Congratulations to PEN America on 100 years of promoting literature and defending human rights. The support you give to writers at risk worldwide, your defense of free speech and press freedom, the work you do to amplify voices that have been too long ignored or suppressed, and so much more – this is so crucial to defending our democracy today and for the future.
PEN America could not have selected a better honoree than my friend Don Katz, founder and executive chairman of Audible. I’ve known Don for 25 years; we first met when Audible was just two years old.
It’s incredible to see how Audible has soared under Don’s leadership, reshaping the way millions of people around the world experience books and stories and creating opportunities for authors, actors, producers and other creative professionals.
Audible was one of the first major companies that moved its headquarters to Newark when I became mayor.
When Don brought up the idea, many saw it as irrational. But Don saw the worth, dignity and strength of the city. He understood that Newark has potential that we must collectively liberate, exalt, bring forth; that our cities are frontiers of economic opportunity; that if the American Dream doesn’t work in Newark, it doesn’t work anywhere.

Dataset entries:
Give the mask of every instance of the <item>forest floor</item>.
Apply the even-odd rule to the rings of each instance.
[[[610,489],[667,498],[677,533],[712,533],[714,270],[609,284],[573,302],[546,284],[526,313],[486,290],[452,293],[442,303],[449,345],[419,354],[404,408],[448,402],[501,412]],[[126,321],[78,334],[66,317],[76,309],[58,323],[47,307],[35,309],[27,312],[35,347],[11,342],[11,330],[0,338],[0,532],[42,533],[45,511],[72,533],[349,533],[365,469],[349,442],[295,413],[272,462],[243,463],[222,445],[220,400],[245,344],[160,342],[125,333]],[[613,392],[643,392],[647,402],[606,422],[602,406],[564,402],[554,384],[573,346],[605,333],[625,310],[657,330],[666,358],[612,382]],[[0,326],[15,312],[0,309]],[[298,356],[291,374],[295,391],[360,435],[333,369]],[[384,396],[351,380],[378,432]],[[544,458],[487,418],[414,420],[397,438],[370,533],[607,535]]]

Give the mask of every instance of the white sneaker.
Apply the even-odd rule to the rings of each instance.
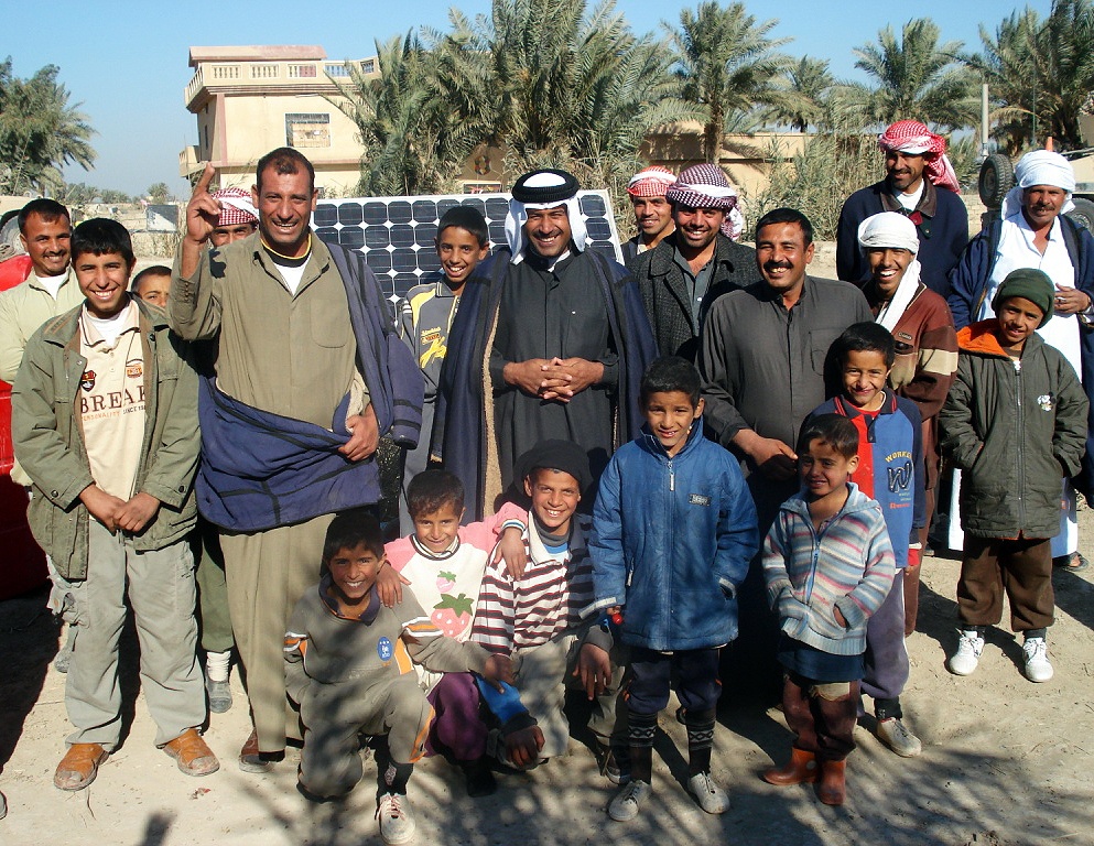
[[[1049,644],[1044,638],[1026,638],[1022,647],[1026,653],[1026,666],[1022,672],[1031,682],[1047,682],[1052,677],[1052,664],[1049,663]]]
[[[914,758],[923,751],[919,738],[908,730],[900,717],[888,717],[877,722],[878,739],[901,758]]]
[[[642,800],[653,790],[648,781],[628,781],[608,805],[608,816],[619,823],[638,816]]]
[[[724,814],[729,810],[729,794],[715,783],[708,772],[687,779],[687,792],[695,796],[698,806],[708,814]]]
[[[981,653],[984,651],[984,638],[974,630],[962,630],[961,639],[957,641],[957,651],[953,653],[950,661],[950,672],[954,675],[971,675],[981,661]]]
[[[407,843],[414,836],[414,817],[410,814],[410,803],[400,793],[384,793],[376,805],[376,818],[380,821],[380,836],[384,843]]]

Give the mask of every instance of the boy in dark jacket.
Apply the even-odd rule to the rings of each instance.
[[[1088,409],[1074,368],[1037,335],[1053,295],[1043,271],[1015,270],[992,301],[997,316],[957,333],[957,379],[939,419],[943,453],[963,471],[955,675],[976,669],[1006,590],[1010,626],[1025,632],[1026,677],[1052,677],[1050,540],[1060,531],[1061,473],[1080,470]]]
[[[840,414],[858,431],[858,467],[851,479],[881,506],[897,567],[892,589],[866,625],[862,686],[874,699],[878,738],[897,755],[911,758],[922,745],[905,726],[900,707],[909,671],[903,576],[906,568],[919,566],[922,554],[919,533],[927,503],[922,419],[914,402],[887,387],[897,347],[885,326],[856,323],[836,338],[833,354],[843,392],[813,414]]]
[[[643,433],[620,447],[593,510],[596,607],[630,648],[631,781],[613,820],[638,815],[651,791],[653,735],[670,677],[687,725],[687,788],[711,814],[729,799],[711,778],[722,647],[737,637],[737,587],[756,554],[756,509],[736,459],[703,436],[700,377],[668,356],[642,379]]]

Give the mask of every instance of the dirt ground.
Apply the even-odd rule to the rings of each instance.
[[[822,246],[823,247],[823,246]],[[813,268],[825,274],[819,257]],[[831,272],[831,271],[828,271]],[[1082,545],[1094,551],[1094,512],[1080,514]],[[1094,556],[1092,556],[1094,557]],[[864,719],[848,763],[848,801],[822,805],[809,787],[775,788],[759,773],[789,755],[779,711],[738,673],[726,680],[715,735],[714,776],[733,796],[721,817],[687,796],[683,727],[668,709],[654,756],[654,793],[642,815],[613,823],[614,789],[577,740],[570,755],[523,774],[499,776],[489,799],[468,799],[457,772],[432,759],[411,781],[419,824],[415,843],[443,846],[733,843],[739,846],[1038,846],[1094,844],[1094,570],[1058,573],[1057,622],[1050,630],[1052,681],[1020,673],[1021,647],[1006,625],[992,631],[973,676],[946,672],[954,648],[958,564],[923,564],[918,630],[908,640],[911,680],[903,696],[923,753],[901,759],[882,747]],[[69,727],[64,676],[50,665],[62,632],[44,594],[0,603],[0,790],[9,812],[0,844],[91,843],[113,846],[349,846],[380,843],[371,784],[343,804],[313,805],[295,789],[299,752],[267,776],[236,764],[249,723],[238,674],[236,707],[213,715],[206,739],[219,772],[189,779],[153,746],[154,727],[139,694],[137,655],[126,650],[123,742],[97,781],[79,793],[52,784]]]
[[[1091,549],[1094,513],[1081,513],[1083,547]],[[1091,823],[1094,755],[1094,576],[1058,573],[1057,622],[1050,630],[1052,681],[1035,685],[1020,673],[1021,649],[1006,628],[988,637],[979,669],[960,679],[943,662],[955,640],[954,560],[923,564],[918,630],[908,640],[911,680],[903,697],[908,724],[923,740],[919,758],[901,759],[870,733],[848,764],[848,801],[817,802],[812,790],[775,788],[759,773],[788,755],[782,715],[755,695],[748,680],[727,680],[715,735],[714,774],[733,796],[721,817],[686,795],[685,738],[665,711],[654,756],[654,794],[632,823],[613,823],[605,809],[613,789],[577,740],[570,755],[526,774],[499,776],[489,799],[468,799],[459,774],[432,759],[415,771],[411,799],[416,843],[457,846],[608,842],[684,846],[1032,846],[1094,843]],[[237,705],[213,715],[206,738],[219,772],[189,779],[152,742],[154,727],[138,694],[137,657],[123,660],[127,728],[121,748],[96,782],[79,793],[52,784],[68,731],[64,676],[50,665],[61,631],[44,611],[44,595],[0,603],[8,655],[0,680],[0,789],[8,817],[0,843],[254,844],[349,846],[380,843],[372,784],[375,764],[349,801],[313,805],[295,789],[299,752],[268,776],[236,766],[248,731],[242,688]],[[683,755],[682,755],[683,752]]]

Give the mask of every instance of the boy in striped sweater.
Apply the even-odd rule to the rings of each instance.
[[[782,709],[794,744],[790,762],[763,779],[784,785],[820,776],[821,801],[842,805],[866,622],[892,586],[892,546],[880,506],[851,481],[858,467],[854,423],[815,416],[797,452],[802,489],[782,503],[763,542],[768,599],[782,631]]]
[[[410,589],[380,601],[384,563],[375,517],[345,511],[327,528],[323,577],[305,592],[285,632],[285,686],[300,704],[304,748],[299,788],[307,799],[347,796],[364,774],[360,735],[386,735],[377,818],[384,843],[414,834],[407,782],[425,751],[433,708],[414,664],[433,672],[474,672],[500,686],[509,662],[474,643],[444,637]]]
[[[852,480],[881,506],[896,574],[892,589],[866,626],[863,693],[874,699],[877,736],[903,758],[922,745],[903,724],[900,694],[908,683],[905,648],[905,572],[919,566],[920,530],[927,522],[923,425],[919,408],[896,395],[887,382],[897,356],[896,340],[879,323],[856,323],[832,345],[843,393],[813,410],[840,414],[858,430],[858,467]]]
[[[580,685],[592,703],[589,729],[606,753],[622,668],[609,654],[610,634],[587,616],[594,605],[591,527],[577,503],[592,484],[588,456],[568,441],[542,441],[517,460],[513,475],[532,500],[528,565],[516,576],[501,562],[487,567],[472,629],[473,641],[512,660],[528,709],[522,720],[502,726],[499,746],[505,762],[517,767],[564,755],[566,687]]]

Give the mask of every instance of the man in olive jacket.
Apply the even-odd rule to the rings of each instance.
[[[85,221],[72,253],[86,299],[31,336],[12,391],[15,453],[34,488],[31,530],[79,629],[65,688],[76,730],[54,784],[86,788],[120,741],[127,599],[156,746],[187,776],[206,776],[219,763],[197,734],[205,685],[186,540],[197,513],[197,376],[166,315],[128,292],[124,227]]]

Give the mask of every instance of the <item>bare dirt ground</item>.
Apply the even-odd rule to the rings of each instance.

• [WORK INSTRUCTION 1]: Rewrite the PEN America tribute, beginning at the words "Congratulations to PEN" and stopping after "other creative professionals.", with "Don" changed to "Donald".
• [WORK INSTRUCTION 2]: Write the next part of the PEN America tribute, picking up after its last sentence.

• [ANSWER BOX 1]:
Congratulations to PEN America on 100 years of promoting literature and defending human rights. The support you give to writers at risk worldwide, your defense of free speech and press freedom, the work you do to amplify voices that have been too long ignored or suppressed, and so much more – this is so crucial to defending our democracy today and for the future.
PEN America could not have selected a better honoree than my friend Donald Katz, founder and executive chairman of Audible. I’ve known Donald for 25 years; we first met when Audible was just two years old.
It’s incredible to see how Audible has soared under Donald’s leadership, reshaping the way millions of people around the world experience books and stories and creating opportunities for authors, actors, producers and other creative professionals.

• [ANSWER BOX 2]:
Audible came to Newark in 2007 with 120 employees, without taking government incentives. Today they have nearly 2,000 people in Newark, hundreds of them Newark residents.
But Don didn’t stop with moving here. He saw the reality that the zip code that you’re born in too often determines what kind of education and future you have.
The first thing Don and Audible did in Newark was create paid internships for students from Newark Public Schools , giving them a chance to earn and learn. Then, Audible provides them with college scholarships. .
Don has defined Audible’s purpose around Newark’s comeback — to, as Don says, pursue the idea that what a company can mean in ways that can transcend what it does. Audible has been an incredible partner for the City of Newark.
– hiring locally, partnering with community organizations to identify people who may not have high school diplomas or were incarcerated or unhoused.
– paying employees to remain living and contributing in Newark.
– founding Newark Venture Partners, a venture capital firm to invest in tech startups so they plant roots in Newark
– launching Newark Working Kitchens during COVID to keep local restaurants open and cooking more than a million meals for low-income residents.
Audible is a model for other companies seeking to elevate a city that is showing the right way to charge back. And Don is a model citizen.
Many people may not know Don had a 20-year career as an award-winning journalist and author before Audible.
He studied at NYU under the great novelist Ralph Ellison, who became a mentor. Ellison’s understanding of the power of the oral tradition inspired Don’s writing career and the founding of Audible.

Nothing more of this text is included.